● **EXERCISE BRIEF**:
In the listing below, change every "point per instance" to "mark each instance" and leave everything else as it is. Omit the pictures from your answer.

● **DATA SUPPLIED**:
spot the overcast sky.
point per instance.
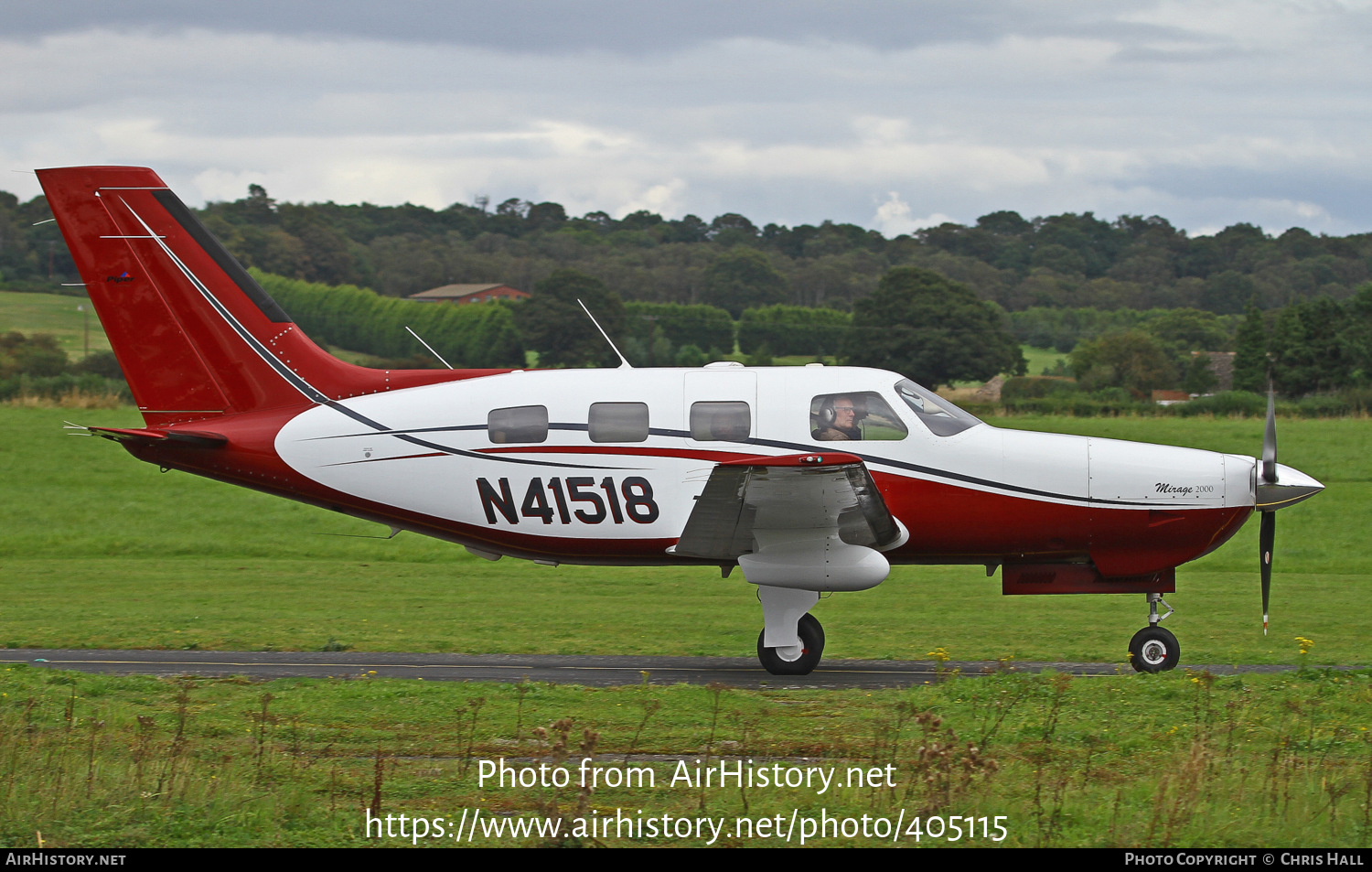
(883, 113)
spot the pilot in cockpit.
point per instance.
(837, 420)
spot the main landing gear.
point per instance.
(1154, 649)
(789, 661)
(792, 641)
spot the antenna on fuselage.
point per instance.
(623, 360)
(430, 348)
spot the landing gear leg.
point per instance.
(792, 641)
(1154, 649)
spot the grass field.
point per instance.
(103, 551)
(57, 315)
(173, 561)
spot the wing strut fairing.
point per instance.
(809, 522)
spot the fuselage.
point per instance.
(603, 466)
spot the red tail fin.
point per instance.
(197, 337)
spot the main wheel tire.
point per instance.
(811, 649)
(1154, 649)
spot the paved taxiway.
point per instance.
(562, 669)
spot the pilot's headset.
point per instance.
(828, 414)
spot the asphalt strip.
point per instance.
(548, 668)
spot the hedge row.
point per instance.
(705, 327)
(1226, 404)
(65, 384)
(361, 320)
(792, 329)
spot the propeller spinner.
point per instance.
(1276, 487)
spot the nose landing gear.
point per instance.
(1154, 649)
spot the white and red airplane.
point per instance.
(809, 479)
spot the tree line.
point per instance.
(1290, 307)
(1056, 261)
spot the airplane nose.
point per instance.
(1292, 487)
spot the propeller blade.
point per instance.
(1270, 444)
(1267, 536)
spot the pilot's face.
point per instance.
(844, 412)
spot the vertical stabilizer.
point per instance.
(195, 335)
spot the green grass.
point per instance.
(52, 313)
(104, 551)
(1040, 359)
(1177, 759)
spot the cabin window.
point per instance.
(721, 422)
(617, 422)
(521, 423)
(938, 414)
(852, 417)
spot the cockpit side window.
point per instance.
(853, 416)
(938, 414)
(521, 423)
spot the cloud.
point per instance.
(894, 217)
(1206, 113)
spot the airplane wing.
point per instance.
(809, 498)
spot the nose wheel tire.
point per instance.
(1154, 649)
(811, 649)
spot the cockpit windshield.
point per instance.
(938, 414)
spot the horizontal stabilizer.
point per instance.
(153, 437)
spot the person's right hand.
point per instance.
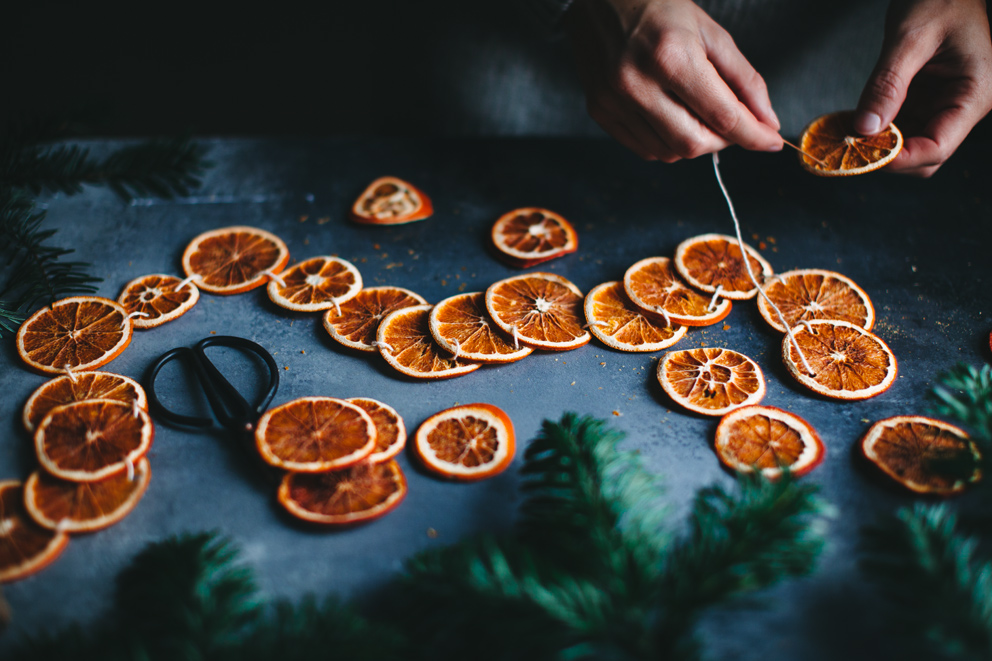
(668, 82)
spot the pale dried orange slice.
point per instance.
(356, 494)
(848, 362)
(539, 310)
(468, 442)
(653, 286)
(77, 333)
(317, 284)
(391, 201)
(232, 260)
(841, 151)
(461, 325)
(923, 454)
(713, 263)
(356, 323)
(79, 387)
(808, 294)
(769, 440)
(93, 439)
(404, 340)
(528, 236)
(619, 324)
(315, 434)
(75, 507)
(710, 380)
(25, 547)
(152, 300)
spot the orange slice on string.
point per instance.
(767, 439)
(75, 507)
(834, 149)
(156, 299)
(462, 326)
(25, 547)
(848, 362)
(233, 260)
(356, 323)
(922, 454)
(78, 333)
(619, 324)
(467, 443)
(391, 201)
(404, 340)
(317, 284)
(653, 286)
(808, 294)
(94, 439)
(528, 236)
(713, 262)
(539, 310)
(710, 380)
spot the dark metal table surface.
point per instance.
(919, 248)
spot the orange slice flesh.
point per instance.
(808, 294)
(767, 439)
(233, 260)
(77, 388)
(848, 362)
(923, 454)
(317, 284)
(92, 440)
(832, 140)
(710, 261)
(404, 340)
(710, 380)
(356, 324)
(25, 547)
(78, 333)
(466, 443)
(156, 299)
(462, 327)
(539, 310)
(654, 288)
(315, 434)
(619, 324)
(75, 507)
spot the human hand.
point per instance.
(668, 82)
(933, 79)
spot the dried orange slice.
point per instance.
(619, 324)
(461, 326)
(848, 362)
(468, 442)
(404, 340)
(391, 201)
(767, 439)
(74, 507)
(25, 547)
(319, 283)
(529, 236)
(713, 262)
(156, 299)
(832, 140)
(652, 285)
(76, 333)
(93, 439)
(923, 454)
(807, 294)
(539, 310)
(710, 380)
(315, 434)
(232, 260)
(357, 322)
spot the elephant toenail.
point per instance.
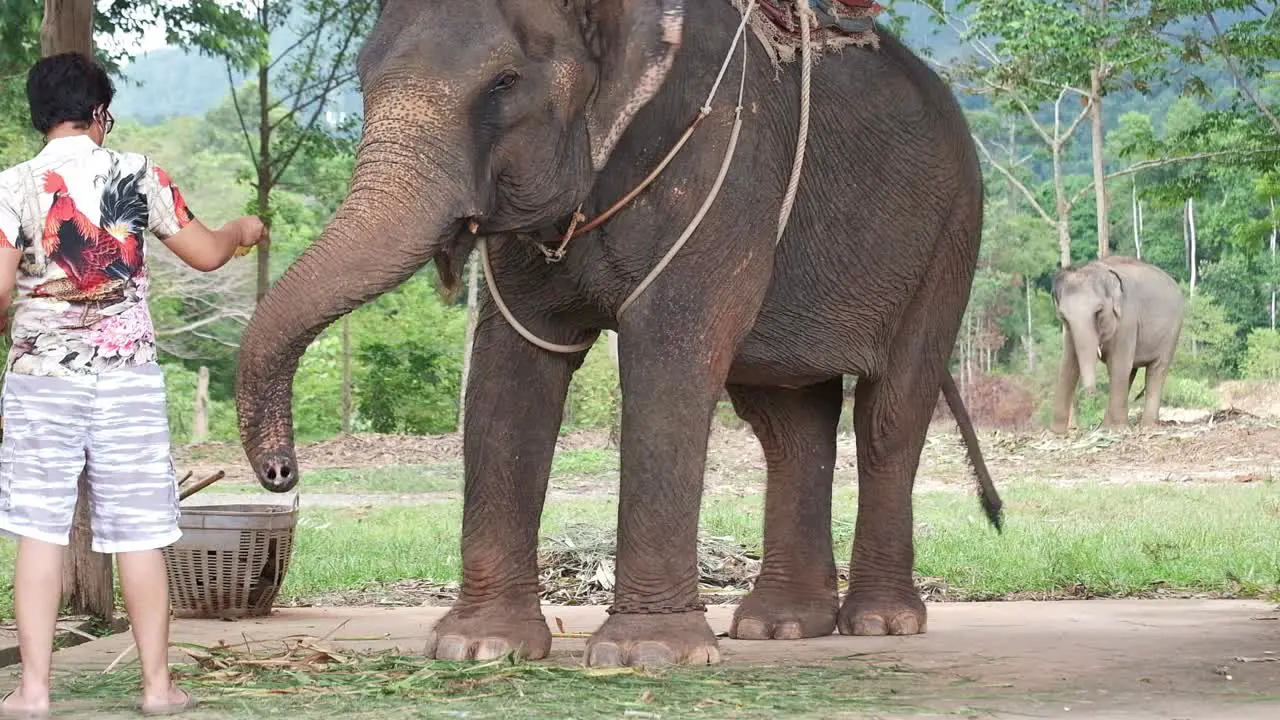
(789, 630)
(452, 647)
(492, 648)
(906, 624)
(650, 654)
(871, 625)
(604, 655)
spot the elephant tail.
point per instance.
(991, 502)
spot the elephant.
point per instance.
(1125, 313)
(497, 121)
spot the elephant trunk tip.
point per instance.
(278, 472)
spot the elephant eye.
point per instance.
(504, 81)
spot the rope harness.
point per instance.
(577, 226)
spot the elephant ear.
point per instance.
(635, 44)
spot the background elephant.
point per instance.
(1128, 314)
(506, 115)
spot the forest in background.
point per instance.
(1187, 145)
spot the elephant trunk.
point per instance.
(379, 237)
(1084, 338)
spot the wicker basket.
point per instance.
(231, 560)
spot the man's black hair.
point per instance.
(65, 89)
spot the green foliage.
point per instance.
(1208, 345)
(593, 395)
(410, 360)
(1194, 393)
(179, 386)
(1262, 355)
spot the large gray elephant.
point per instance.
(502, 118)
(1125, 313)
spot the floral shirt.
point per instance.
(77, 212)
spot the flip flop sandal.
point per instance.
(172, 709)
(8, 714)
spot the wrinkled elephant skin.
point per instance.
(1124, 313)
(510, 114)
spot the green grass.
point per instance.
(408, 687)
(1101, 540)
(1111, 540)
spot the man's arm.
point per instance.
(9, 259)
(208, 250)
(173, 222)
(10, 255)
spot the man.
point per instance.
(82, 388)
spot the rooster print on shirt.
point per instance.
(78, 213)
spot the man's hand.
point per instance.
(251, 232)
(208, 250)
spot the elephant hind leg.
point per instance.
(892, 410)
(795, 593)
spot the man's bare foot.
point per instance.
(170, 701)
(26, 705)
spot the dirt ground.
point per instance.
(1123, 659)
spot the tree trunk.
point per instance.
(1013, 164)
(200, 423)
(472, 318)
(1100, 181)
(1031, 336)
(347, 401)
(264, 171)
(68, 27)
(87, 586)
(1274, 232)
(1191, 227)
(1137, 222)
(1064, 209)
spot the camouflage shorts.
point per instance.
(117, 427)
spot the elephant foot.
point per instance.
(645, 641)
(785, 615)
(871, 614)
(469, 633)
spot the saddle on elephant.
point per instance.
(837, 23)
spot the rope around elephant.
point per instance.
(805, 14)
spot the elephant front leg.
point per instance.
(795, 593)
(515, 400)
(1155, 387)
(891, 418)
(668, 393)
(1119, 370)
(1068, 376)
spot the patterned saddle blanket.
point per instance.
(839, 23)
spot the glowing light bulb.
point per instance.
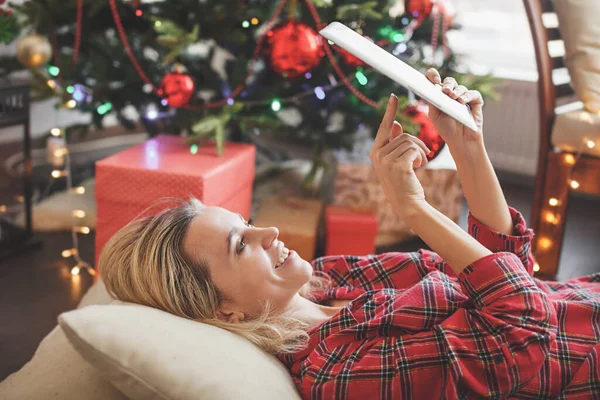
(275, 105)
(78, 213)
(574, 184)
(83, 229)
(551, 218)
(57, 174)
(60, 152)
(569, 159)
(545, 243)
(68, 252)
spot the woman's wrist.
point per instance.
(412, 210)
(463, 150)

● **RESULT OF THE TASK**:
spot the overcast sky.
mark each instance.
(883, 113)
spot the pilot in cockpit.
mark each instance.
(837, 420)
spot the main landing gear.
mark each instance.
(1154, 649)
(789, 661)
(792, 641)
spot the antenna on fuselage.
mark each instance.
(623, 360)
(430, 348)
spot the landing gear leg.
mark each instance.
(792, 641)
(1154, 649)
spot the grass field.
mark each instance.
(103, 551)
(57, 315)
(173, 561)
spot the wing strut fairing.
mark each instance.
(809, 522)
spot the fuselage.
mark each instance.
(603, 466)
spot the red tail fin.
mark each instance.
(197, 337)
spot the main wheel tire.
mark each instance.
(811, 649)
(1154, 649)
spot the paved taxiway.
mark each instance.
(562, 669)
spot the pilot's headset.
mark each instance.
(828, 414)
spot the asphalt strip.
mark each instance.
(548, 668)
spot the hedge row.
mark each instance.
(705, 327)
(1226, 404)
(65, 384)
(361, 320)
(792, 329)
spot the propeller spinner.
mark each instance.
(1276, 487)
spot the nose landing gear.
mark each instance.
(1154, 649)
spot the white and red airplane.
mark each instance.
(809, 479)
spot the tree line.
mark each instance.
(1290, 307)
(1056, 261)
spot the airplane nose.
mark each instance.
(1292, 487)
spot the propeller blade.
mark each instance.
(1270, 444)
(1267, 536)
spot the pilot's face.
mark each instance.
(844, 412)
spot the vertical stabilizer.
mark each instance.
(195, 335)
spot the green grass.
mark each instance.
(52, 313)
(104, 551)
(1040, 359)
(1177, 759)
spot the cabin window.
mark each instance.
(721, 422)
(617, 422)
(521, 423)
(938, 414)
(852, 417)
spot the cockpit side window.
mark each instance.
(853, 416)
(938, 414)
(521, 423)
spot the cloud.
mark each instance.
(894, 217)
(1206, 113)
spot the airplane wing.
mark each instance.
(809, 498)
spot the nose wheel tire.
mark each instance.
(1154, 649)
(811, 649)
spot the cockpit windshield.
mark each instance.
(938, 414)
spot the horizontal stabilizer.
mark each instance.
(153, 437)
spot the person's right hand.
mark each instance.
(668, 82)
spot the pale dried orange slice.
mark each instance.
(356, 494)
(848, 362)
(539, 310)
(468, 442)
(653, 286)
(77, 333)
(317, 284)
(391, 201)
(232, 260)
(841, 151)
(461, 325)
(923, 454)
(713, 263)
(356, 323)
(79, 387)
(808, 294)
(769, 440)
(93, 439)
(404, 340)
(528, 236)
(619, 324)
(315, 434)
(75, 507)
(710, 380)
(25, 547)
(152, 300)
spot the orange slice on string.
mark each instance.
(767, 439)
(75, 507)
(834, 149)
(156, 299)
(462, 326)
(25, 547)
(848, 362)
(233, 260)
(356, 323)
(922, 454)
(78, 333)
(619, 324)
(467, 443)
(391, 201)
(404, 340)
(317, 284)
(653, 286)
(808, 294)
(94, 439)
(528, 236)
(713, 262)
(539, 310)
(710, 380)
spot the dark metal table surface.
mark each instance.
(919, 248)
spot the orange slice flesh.
mark each instance.
(808, 294)
(767, 439)
(233, 260)
(77, 388)
(848, 362)
(923, 454)
(317, 284)
(92, 440)
(832, 140)
(710, 261)
(404, 340)
(710, 380)
(356, 324)
(25, 547)
(78, 333)
(466, 443)
(156, 299)
(462, 327)
(539, 310)
(654, 288)
(315, 434)
(619, 324)
(75, 507)
spot the human hand.
mark each instance.
(668, 82)
(933, 79)
spot the dried orange slice.
mark each instance.
(619, 324)
(461, 326)
(848, 362)
(468, 442)
(404, 340)
(391, 201)
(767, 439)
(74, 507)
(25, 547)
(319, 283)
(529, 236)
(713, 262)
(156, 299)
(832, 140)
(652, 285)
(76, 333)
(93, 439)
(923, 454)
(807, 294)
(539, 310)
(710, 380)
(315, 434)
(232, 260)
(357, 322)
spot the elephant toenail.
mark each instance.
(789, 630)
(452, 647)
(492, 648)
(906, 624)
(650, 654)
(871, 625)
(604, 655)
spot the elephant tail.
mark each instance.
(991, 502)
spot the elephant.
mark each instance.
(1125, 313)
(497, 121)
spot the elephant trunk tip.
mark each instance.
(278, 472)
spot the elephant eye.
mark each instance.
(504, 81)
spot the rope harness.
mark each instance.
(577, 226)
spot the elephant ear.
mark each instance.
(635, 44)
spot the background elephant.
mark each instance.
(1128, 314)
(506, 115)
spot the forest in background.
mark each instance.
(1187, 145)
spot the elephant trunk.
mark each instance.
(379, 237)
(1084, 338)
spot the wicker basket.
mark each instance.
(231, 560)
spot the man's black hair.
mark each instance.
(65, 89)
spot the green foliage.
mark each instance.
(1208, 345)
(593, 395)
(410, 360)
(1194, 393)
(179, 386)
(1262, 355)
spot the large gray elephant.
mark each instance.
(502, 118)
(1125, 313)
spot the floral shirt.
mark each instance.
(77, 212)
spot the flip flop sandal.
mark each instance.
(172, 709)
(8, 714)
spot the wrinkled elephant skin.
mark each instance.
(1124, 313)
(510, 114)
spot the green grass.
mark each instance.
(408, 687)
(1101, 540)
(1111, 540)
spot the man's arm.
mark each instance.
(9, 259)
(208, 250)
(173, 222)
(10, 255)
spot the man.
mark each instance.
(82, 388)
spot the rooster print on shirt.
mark each instance.
(78, 213)
spot the man's hand.
mark each instance.
(251, 232)
(208, 250)
spot the elephant hind leg.
mark each instance.
(892, 410)
(795, 593)
spot the man's bare foot.
mark each instance.
(170, 701)
(26, 705)
spot the dirt ground.
mark each instance.
(1123, 659)
spot the tree trunk.
mark each instance.
(1013, 164)
(200, 423)
(472, 318)
(1100, 181)
(1031, 336)
(347, 401)
(264, 171)
(68, 27)
(87, 586)
(1274, 232)
(1191, 227)
(1137, 222)
(1064, 209)
spot the camouflage shorts.
mark each instance.
(117, 427)
spot the elephant foot.
mark each instance.
(645, 641)
(785, 615)
(871, 614)
(469, 633)
spot the saddle on elephant.
mark each instance.
(837, 23)
spot the rope around elephant.
mark each instance.
(805, 14)
spot the elephant front leg.
mark each instance.
(795, 593)
(515, 400)
(1155, 387)
(891, 418)
(668, 393)
(1119, 370)
(1068, 376)
spot the patterned saddle blanket.
mark each instance.
(839, 23)
spot the glowing light bulb.
mark each instance.
(275, 105)
(78, 213)
(574, 184)
(83, 229)
(551, 218)
(57, 174)
(60, 152)
(569, 159)
(545, 243)
(68, 252)
spot the woman's wrist.
mark each instance.
(412, 210)
(463, 150)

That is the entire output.